> **DATASET**:
____________________

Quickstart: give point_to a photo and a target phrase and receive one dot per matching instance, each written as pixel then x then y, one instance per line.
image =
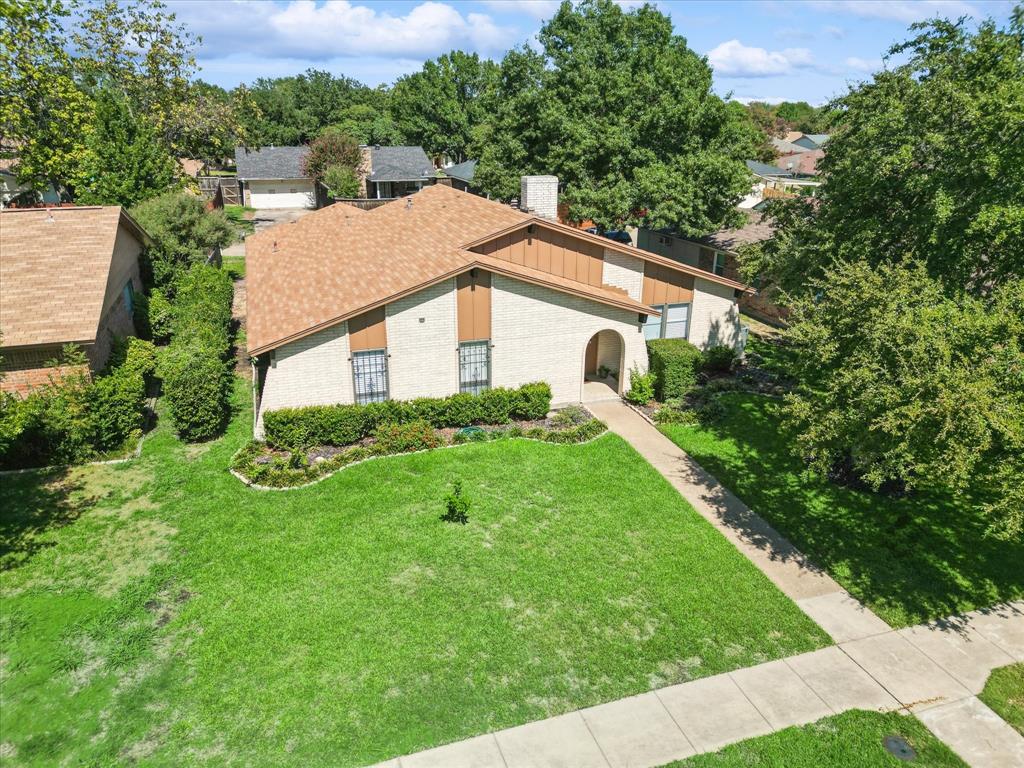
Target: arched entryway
pixel 603 361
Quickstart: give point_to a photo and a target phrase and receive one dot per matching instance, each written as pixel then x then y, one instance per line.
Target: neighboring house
pixel 448 292
pixel 68 275
pixel 786 147
pixel 811 140
pixel 771 181
pixel 396 171
pixel 802 163
pixel 272 177
pixel 13 193
pixel 462 175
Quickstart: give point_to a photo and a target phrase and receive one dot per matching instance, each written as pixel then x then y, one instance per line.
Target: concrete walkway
pixel 932 670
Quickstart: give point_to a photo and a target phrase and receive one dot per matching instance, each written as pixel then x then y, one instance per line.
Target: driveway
pixel 267 217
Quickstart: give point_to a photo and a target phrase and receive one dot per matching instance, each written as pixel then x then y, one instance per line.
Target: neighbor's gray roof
pixel 399 164
pixel 763 169
pixel 462 171
pixel 270 162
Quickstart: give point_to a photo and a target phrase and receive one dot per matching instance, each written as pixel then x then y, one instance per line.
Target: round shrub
pixel 675 364
pixel 718 359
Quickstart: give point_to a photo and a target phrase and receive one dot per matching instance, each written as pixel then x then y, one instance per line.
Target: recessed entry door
pixel 590 367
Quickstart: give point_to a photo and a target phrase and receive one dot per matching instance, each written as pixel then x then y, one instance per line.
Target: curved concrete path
pixel 932 670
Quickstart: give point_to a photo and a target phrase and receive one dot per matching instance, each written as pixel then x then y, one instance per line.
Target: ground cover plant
pixel 1005 694
pixel 852 739
pixel 909 558
pixel 160 612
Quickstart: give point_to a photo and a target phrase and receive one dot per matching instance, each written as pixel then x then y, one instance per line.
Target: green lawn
pixel 852 739
pixel 1005 694
pixel 162 613
pixel 939 564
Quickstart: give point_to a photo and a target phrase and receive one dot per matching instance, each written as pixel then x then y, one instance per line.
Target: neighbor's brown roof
pixel 756 229
pixel 342 261
pixel 53 269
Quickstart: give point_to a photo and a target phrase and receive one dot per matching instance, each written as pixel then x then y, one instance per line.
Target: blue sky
pixel 760 49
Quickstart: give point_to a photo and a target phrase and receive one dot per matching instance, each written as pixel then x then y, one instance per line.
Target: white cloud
pixel 863 65
pixel 898 10
pixel 732 58
pixel 310 31
pixel 793 33
pixel 534 8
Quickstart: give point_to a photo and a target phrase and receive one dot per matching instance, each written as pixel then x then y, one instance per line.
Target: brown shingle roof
pixel 755 230
pixel 341 261
pixel 53 269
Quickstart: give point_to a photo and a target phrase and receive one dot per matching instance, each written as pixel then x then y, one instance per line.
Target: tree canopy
pixel 927 162
pixel 621 110
pixel 903 385
pixel 438 107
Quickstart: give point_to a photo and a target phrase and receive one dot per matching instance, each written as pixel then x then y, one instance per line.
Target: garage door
pixel 281 194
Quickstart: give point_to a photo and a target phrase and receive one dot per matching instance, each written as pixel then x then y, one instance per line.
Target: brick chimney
pixel 539 195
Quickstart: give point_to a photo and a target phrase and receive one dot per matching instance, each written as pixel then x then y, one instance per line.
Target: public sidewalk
pixel 934 670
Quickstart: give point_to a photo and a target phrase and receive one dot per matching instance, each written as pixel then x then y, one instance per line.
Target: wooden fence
pixel 228 186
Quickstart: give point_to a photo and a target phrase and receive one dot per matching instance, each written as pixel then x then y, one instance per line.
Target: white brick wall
pixel 715 315
pixel 542 335
pixel 312 371
pixel 538 335
pixel 423 356
pixel 540 195
pixel 624 271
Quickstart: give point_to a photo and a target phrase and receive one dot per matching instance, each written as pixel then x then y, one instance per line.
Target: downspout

____________________

> **GIVEN EXERCISE**: Copy out the records exactly, from their start through the line holding "pixel 718 359", including that line, and leave out the picture.

> **TASK SOLUTION**:
Quickstart: give point_to a photo and a target phrase and receive one dot per matching instance, each written as pixel then x then y, one instance per line.
image =
Target: arched entryway
pixel 603 361
Quickstart: give point_to a photo and a target phrase and receive one dot per matching instance, each written as pixel then x then y, one instance per line.
Target: neighboring house
pixel 448 292
pixel 68 275
pixel 786 147
pixel 811 140
pixel 771 181
pixel 396 171
pixel 802 163
pixel 272 177
pixel 13 193
pixel 462 175
Quickstart: give point_to a photo and a target phrase and receive one dot per matching instance, each written as pixel then x then y, one instance per line.
Target: concrete walkway
pixel 932 670
Quickstart: give point_to a photo and a target phrase and receive one dot per matching instance, each written as pixel then x then y, one instance per line.
Target: driveway
pixel 267 217
Quickstart: give point_to a photo and a target phrase and receive one dot per matching instance, each written as pixel then x then y, one instance per line.
Target: neighbor's gray roof
pixel 399 164
pixel 763 169
pixel 462 171
pixel 270 162
Quickstart: give point_to a photo and a target phrase and receive one dot per matching instance, each written as pixel then x then y, one instance per line.
Target: round shrub
pixel 675 364
pixel 718 359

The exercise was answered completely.